* PROMPT
In the write-up below on using PyTurboQuant for agent memory, which service generates the embeddings?
*** PASSAGE PROVIDED Section Begins ***
PyTurboQuant at a 100M Scale with Local Knowledge Base Retrieval for My Autonomous Agent System

Open North Star is the codename for my autonomous agent system. I wanted one retrieval substrate to power two related jobs there:

short-term and long-term agent memory
document retrieval over a growing knowledge base

Why I moved away from Qdrant

Qdrant is a strong vector database. The issue was not capability; it was shape.

Open North Star needs retrieval to behave like part of the agent loop, not as a separate system boundary. I wanted memory and knowledge-base retrieval to share the same substrate so new files can be indexed once, changed files can be refreshed incrementally, and the whole stack can keep moving toward the 100M-vector target without turning retrieval into a rebuild problem.

Qdrant still asks me to think in terms of a dedicated retrieval layer. PyTurboQuant fits the rest of Open North Star more cleanly because it turns retrieval into a compact primitive instead of a service I have to reason around.

The core idea is simple: vectors are quantized independently with random rotations and precomputed Lloyd-Max codebooks, so there is no codebook training, no k-means, and no data pass over the corpus before indexing starts.

That difference matters:

no extra daemon to keep alive
no separate operational layer for a small-to-medium knowledge system
one store that can serve memory and document retrieval
incremental updates without rebuilds or reindexing the whole corpus
a retrieval path that stays usable even as the knowledge base grows

In other words, I moved from "run a vector database" to "treat embeddings as a compact index."

How I wired it in

The stack is simple on purpose:

OpenAI generates the embeddings
PyTurboQuant stores them through its own vector store API
markdown files are chunked, fingerprinted, and indexed incrementally
memory entries and document chunks share the same retrieval substrate

The install is a single line:

bash
uv pip install pyturboquant

For the knowledge base, I point the indexer at my vault and let it walk the tree:

bash
python3 autoresearch/scripts/memory/index_markdown.py --project KB --prune-missing

That command does three useful things at once:

indexes new markdown files
skips files whose fingerprints have not changed
removes stale chunks for files that were deleted

That last part is what keeps the whole system live instead of brittle. I can keep writing notes, adding long documents, and refining old pages without worrying that every run will duplicate work.
*** PASSAGE PROVIDED Section Ends ***
*** DATA LISTING Section Begins ***
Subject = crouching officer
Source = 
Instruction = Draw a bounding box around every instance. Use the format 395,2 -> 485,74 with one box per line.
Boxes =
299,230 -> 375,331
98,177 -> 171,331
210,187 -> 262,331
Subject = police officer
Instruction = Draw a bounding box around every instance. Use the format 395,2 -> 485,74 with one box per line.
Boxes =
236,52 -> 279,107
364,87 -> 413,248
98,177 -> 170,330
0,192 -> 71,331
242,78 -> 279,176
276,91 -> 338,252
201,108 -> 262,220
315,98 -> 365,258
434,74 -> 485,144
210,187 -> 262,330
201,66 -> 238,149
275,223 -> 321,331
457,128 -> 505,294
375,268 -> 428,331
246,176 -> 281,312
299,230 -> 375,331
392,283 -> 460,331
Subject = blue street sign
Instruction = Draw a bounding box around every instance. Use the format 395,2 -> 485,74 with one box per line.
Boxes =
*** DATA LISTING Section Ends ***
* ANSWER TO THIS TASK
OpenAI generates the embeddings.